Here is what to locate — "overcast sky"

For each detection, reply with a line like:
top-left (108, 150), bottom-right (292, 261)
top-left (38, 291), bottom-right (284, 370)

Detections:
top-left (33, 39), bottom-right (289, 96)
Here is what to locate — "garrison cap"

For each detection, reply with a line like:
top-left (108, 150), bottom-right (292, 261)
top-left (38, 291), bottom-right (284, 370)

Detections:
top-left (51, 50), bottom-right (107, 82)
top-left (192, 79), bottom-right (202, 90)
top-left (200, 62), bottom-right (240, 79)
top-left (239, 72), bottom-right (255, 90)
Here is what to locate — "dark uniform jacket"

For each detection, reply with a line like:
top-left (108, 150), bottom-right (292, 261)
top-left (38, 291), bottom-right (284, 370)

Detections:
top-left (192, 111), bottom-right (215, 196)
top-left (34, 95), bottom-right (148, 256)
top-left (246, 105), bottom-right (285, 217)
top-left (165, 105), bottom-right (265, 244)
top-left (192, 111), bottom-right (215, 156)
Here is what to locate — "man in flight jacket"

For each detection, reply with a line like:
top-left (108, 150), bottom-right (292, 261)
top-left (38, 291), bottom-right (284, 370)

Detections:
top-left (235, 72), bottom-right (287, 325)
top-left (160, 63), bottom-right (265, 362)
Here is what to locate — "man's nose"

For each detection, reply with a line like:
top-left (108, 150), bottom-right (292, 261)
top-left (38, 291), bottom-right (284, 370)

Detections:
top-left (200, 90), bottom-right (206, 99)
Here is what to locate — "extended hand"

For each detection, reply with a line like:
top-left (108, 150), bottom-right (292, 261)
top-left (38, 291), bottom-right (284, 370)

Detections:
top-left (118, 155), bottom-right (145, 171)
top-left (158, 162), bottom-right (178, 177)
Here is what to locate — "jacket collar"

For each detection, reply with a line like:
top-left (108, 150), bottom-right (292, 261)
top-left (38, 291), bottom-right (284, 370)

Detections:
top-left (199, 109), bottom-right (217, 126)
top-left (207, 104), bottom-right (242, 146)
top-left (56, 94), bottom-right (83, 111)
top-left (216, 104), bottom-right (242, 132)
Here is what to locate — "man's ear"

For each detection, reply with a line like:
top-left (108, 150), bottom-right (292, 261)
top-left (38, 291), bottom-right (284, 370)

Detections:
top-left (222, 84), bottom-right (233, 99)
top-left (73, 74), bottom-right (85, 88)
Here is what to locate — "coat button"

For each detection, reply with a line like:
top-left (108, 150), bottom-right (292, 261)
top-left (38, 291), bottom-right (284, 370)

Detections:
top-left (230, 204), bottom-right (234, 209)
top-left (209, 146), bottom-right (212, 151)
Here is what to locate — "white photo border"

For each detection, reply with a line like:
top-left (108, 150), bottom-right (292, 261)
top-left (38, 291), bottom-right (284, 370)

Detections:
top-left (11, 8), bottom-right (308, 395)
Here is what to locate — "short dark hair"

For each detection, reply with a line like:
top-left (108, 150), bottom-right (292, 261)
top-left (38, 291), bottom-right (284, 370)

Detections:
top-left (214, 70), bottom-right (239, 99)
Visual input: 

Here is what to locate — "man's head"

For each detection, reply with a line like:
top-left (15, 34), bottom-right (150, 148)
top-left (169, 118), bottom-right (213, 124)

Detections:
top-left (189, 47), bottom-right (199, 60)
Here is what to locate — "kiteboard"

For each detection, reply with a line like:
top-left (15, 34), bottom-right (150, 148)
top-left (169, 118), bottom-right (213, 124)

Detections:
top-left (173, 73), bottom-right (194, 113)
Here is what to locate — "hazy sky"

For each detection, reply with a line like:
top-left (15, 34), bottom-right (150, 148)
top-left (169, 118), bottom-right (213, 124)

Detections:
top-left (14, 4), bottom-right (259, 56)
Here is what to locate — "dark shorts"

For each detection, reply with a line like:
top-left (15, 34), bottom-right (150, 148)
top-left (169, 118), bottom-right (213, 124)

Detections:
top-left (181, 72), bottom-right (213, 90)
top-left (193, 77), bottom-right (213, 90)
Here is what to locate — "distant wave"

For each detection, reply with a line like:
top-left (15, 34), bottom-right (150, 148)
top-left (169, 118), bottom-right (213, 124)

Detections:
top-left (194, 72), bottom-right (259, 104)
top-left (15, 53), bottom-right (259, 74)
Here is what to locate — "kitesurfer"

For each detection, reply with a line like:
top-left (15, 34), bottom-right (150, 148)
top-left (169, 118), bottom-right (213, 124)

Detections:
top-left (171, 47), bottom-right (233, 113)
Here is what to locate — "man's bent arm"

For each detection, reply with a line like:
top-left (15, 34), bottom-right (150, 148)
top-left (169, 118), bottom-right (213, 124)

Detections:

Task brief:
Without leaving anything out, output all of the data above exactly.

Task answer:
Here is what to locate — "overcast sky"

For each detection, reply with a line like:
top-left (108, 150), bottom-right (292, 261)
top-left (38, 291), bottom-right (284, 370)

Detections:
top-left (33, 39), bottom-right (289, 96)
Here is what to locate — "garrison cap"

For each detection, reply with a line like:
top-left (108, 150), bottom-right (292, 261)
top-left (38, 291), bottom-right (284, 370)

Detections:
top-left (51, 50), bottom-right (107, 82)
top-left (192, 79), bottom-right (202, 90)
top-left (200, 62), bottom-right (240, 79)
top-left (239, 72), bottom-right (255, 90)
Here is what to locate — "dark uniform jacket"

For each detection, reply with a line like:
top-left (108, 150), bottom-right (292, 261)
top-left (38, 291), bottom-right (284, 370)

Detections:
top-left (192, 111), bottom-right (215, 196)
top-left (34, 95), bottom-right (148, 256)
top-left (246, 105), bottom-right (285, 217)
top-left (165, 105), bottom-right (265, 244)
top-left (192, 111), bottom-right (215, 156)
Here is what to locate — "man in flight jacket"

For each detection, reply with a line like:
top-left (108, 150), bottom-right (292, 261)
top-left (38, 291), bottom-right (284, 370)

Detections:
top-left (235, 72), bottom-right (287, 325)
top-left (160, 63), bottom-right (265, 362)
Here is what to locate — "man's nose"

For each detection, reply with a line like:
top-left (108, 150), bottom-right (292, 261)
top-left (38, 291), bottom-right (284, 370)

Detections:
top-left (200, 90), bottom-right (206, 99)
Here is what to locate — "extended hand"

For each detection, reply with a line like:
top-left (108, 150), bottom-right (292, 261)
top-left (38, 291), bottom-right (284, 370)

Detections:
top-left (118, 155), bottom-right (145, 171)
top-left (158, 162), bottom-right (178, 177)
Here is what to locate — "jacket collar"

For each detection, reply with a line like:
top-left (108, 150), bottom-right (292, 261)
top-left (38, 291), bottom-right (284, 370)

Detections:
top-left (199, 109), bottom-right (217, 126)
top-left (207, 104), bottom-right (242, 146)
top-left (56, 94), bottom-right (83, 111)
top-left (216, 104), bottom-right (242, 132)
Here is what to locate — "man's ear"

For each detection, reply with a line like:
top-left (108, 150), bottom-right (292, 261)
top-left (38, 291), bottom-right (284, 370)

Detections:
top-left (222, 84), bottom-right (233, 99)
top-left (73, 74), bottom-right (85, 88)
Here is what to locate — "coat button"

For each detection, reply with a line like:
top-left (108, 150), bottom-right (292, 261)
top-left (38, 291), bottom-right (284, 370)

Detections:
top-left (230, 204), bottom-right (234, 209)
top-left (209, 146), bottom-right (212, 151)
Here is what to locate — "white photo border"

For each detection, reply with a line like:
top-left (108, 150), bottom-right (292, 261)
top-left (38, 291), bottom-right (284, 370)

Detections:
top-left (11, 8), bottom-right (308, 395)
Here is what to locate — "short dark hair"

For each detection, reply with a line like:
top-left (108, 150), bottom-right (292, 261)
top-left (38, 291), bottom-right (284, 370)

Detections:
top-left (214, 70), bottom-right (239, 99)
Visual input: 

Here is what to locate — "man's head"

For each detection, reply with a line like:
top-left (15, 34), bottom-right (150, 148)
top-left (169, 118), bottom-right (213, 124)

Detections:
top-left (189, 47), bottom-right (199, 60)
Here is what to locate — "kiteboard"

For each detection, reply with a line like:
top-left (15, 34), bottom-right (150, 148)
top-left (169, 118), bottom-right (213, 124)

Detections:
top-left (173, 73), bottom-right (194, 113)
Here is what to locate — "hazy sky"

For each detection, reply with a line like:
top-left (15, 34), bottom-right (150, 148)
top-left (169, 118), bottom-right (213, 124)

Detections:
top-left (14, 4), bottom-right (259, 56)
Here is what to locate — "dark shorts"

For each detection, reply with a line like:
top-left (15, 34), bottom-right (150, 148)
top-left (169, 118), bottom-right (213, 124)

Detections:
top-left (181, 72), bottom-right (213, 90)
top-left (193, 77), bottom-right (213, 90)
Here is what to locate — "distant wave"

For each detection, reply with a line like:
top-left (15, 34), bottom-right (150, 148)
top-left (169, 118), bottom-right (213, 124)

Detections:
top-left (194, 72), bottom-right (259, 104)
top-left (15, 53), bottom-right (259, 74)
Here is what to locate — "kitesurfer"

For each detection, reply with a line like:
top-left (15, 34), bottom-right (150, 148)
top-left (169, 118), bottom-right (213, 124)

Detections:
top-left (171, 47), bottom-right (233, 113)
Here is what to locate — "man's bent arm"

For each detection, reply with a line like:
top-left (15, 34), bottom-right (150, 148)
top-left (169, 118), bottom-right (213, 124)

Detections:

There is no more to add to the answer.